— start of PROVIDED TEXT —

After spending most of the last five years in a relatively tight 0 to 5 £/MWh range, gas plant generation margins spiked towards 30 £/MWh in Q4 2016. Chart 1 shows the scale of the Q4 jump in Clean Spark Spreads (CSS) relative to the rest of this decade.
The French nuclear outages we looked at last week were a big factor behind the UK’s Q4 price spike, as the two markets fought for available electricity across the interconnector. But more normal conditions have returned in Q1 2017 as French nukes have come back online.
Generation margins in the forward market for Winter 2017-18 have also returned to more subdued levels, as shown in Chart 1. This relates in part to the calming influence of the extra auction (EA) for capacity in 2017-18 that cleared on February 3rd. In today’s article we look at the results of this EA auction and consider how UK price dynamics next winter may compare to the conditions experienced this winter.
As we have pointed out a number of times before, forward curves are not forecasts of spot price evolution. The downward slope of forward CSS prices is primarly driven by contango in the gas curve. There is also very limited liquidity beyond the front three seasons in the UK power market, meaning published forward prices have little relevance beyond 2018. To better understand how spot price evolution may diverge from forward pricing, it is important to dig into supply, demand and marginal price setting dynamics in the UK power market.
EA auction
The extra 2017-18 capacity auction was implemented by the UK government in 2016 in response to widespread criticism of the Supplemental Balancing Response (SBR) mechanism, used to procure emergency reserve capacity over the last three winters. The EA auction allowed the government to directly influence the system capacity level from Oct 2017, helping to alleviate concerns around security of supply.
The lower EA auction clearing price (6.95 £/kW) was primarily a function of a surplus of 3.6GW of existing capacity over the government’s demand target. 57.2 GW of existing capacity prequalified for the auction (including the already commissioned Carrington CCGT which is categorised as new capacity) versus the 53.6 GW target.
You could be forgiven for thinking it sounds strange that a market as tight as the UK can have such a surplus of existing capacity. Chart 2 sheds some light on how this is possible, at least in a capacity accounting sense.
Chart 2: Summary of EA auction volumes
Source: Timera Energy, Grid provisional auction results
The key numbers from the auction results that are shown in Chart 2 are as follows:
- Cleared capacity: Of the 59.3 GW of prequalified capacity, 54.4 GW of capacity cleared the auction (above the government’s 53.6 GW demand target, given a downward sloping demand curve and lower clearing price).
- Cleared new capacity: 1 GW of new capacity was successful (0.9 GW of new generation, 0.2 GW of new DSR), effectively adding to the surplus of existing capacity. This capacity predominantly came from the accelerated delivery of small scale peaker projects successful in previous T-4 auctions. Note the 0.8GW Carrington CCGT is also technically classified as new capacity, but we have excluded this given it is already operational.
- Exited existing capacity: 9 GW of existing capacity did not clear the auction. The key thermal units that failed to clear were Barking (already mothballed), Deeside CCGT, 1 unit of Fiddlers Ferry coal station, Peterhead CCGT, 2 units of Ratcliffe coal station and the remaining units of Uskmouth coal station.

— end of PROVIDED TEXT —
— start of ROWS —

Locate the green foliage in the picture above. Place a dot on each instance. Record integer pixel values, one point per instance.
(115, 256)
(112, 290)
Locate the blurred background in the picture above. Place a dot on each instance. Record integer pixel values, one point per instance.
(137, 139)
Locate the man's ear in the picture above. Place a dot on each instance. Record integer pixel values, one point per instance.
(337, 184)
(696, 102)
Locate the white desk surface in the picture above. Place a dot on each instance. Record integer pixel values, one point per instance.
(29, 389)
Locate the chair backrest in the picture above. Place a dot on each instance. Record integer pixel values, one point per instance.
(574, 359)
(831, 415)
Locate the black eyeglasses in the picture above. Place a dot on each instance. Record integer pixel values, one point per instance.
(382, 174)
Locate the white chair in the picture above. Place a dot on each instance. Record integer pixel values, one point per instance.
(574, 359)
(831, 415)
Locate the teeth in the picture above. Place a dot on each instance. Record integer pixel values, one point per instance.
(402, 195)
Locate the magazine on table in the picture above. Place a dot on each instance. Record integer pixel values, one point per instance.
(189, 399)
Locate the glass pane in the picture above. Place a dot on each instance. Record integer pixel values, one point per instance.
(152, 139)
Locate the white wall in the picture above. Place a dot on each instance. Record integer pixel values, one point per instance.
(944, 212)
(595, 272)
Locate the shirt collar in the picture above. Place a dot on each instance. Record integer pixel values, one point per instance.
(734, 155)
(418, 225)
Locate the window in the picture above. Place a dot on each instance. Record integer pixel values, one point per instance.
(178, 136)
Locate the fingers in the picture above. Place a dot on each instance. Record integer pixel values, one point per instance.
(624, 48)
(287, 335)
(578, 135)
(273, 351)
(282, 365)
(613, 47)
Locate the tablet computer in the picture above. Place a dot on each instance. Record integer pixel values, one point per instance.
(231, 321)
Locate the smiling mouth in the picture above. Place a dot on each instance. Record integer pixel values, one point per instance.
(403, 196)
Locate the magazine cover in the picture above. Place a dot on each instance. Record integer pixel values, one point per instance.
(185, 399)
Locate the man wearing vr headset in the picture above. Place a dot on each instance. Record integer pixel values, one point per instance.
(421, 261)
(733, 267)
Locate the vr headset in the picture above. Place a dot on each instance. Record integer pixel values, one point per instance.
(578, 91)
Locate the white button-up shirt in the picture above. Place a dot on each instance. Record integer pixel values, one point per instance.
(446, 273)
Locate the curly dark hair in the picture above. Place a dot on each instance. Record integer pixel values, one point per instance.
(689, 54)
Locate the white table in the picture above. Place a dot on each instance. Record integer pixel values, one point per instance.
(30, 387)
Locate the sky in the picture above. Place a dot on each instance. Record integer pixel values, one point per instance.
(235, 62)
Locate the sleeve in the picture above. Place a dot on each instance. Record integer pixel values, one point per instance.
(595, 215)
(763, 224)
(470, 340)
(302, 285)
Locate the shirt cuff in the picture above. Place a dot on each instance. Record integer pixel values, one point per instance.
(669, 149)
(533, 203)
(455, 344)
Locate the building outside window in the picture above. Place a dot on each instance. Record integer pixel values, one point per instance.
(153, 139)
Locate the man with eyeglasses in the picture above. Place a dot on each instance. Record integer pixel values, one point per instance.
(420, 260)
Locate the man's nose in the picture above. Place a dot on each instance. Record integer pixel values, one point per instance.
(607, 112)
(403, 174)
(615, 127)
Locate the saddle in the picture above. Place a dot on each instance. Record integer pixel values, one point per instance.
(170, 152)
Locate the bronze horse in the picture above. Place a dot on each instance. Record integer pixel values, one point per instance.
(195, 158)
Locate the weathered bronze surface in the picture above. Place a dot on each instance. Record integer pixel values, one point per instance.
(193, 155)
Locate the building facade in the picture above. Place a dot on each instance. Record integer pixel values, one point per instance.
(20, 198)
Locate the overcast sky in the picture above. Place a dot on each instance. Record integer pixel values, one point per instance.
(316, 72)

— end of ROWS —

THE TASKS →
1) According to the capacity auction article, why was the clearing price of the extra 2017-18 capacity auction low? Answer in one to three sentences.
2) For each statement below, say yes or no depending on whether the capacity auction article supports it, and quote the deciding words from the article.
(a) The extra capacity auction for 2017-18 cleared on February 3rd.
(b) Published forward prices in the UK power market remain highly relevant beyond 2018.
(c) Deeside CCGT cleared the auction.
3) Copy the passage of the capacity auction article starting with "- Exited existing" and going on through "Uskmouth coal station.".

OUTPUTS IN ORDER →
1) The low clearing price of 6.95 £/kW was primarily a function of a 3.6 GW surplus of existing capacity over the government's demand target. 57.2 GW of existing capacity prequalified for the auction, against a target of 53.6 GW.

2)
(a) Yes: "the extra auction (EA) for capacity in 2017-18 that cleared on February 3rd"
(b) No: "meaning published forward prices have little relevance beyond 2018"
(c) No: "The key thermal units that failed to clear were Barking (already mothballed), Deeside CCGT"

3)
- Exited existing capacity: 9 GW of existing capacity did not clear the auction. The key thermal units that failed to clear were Barking (already mothballed), Deeside CCGT, 1 unit of Fiddlers Ferry coal station, Peterhead CCGT, 2 units of Ratcliffe coal station and the remaining units of Uskmouth coal station.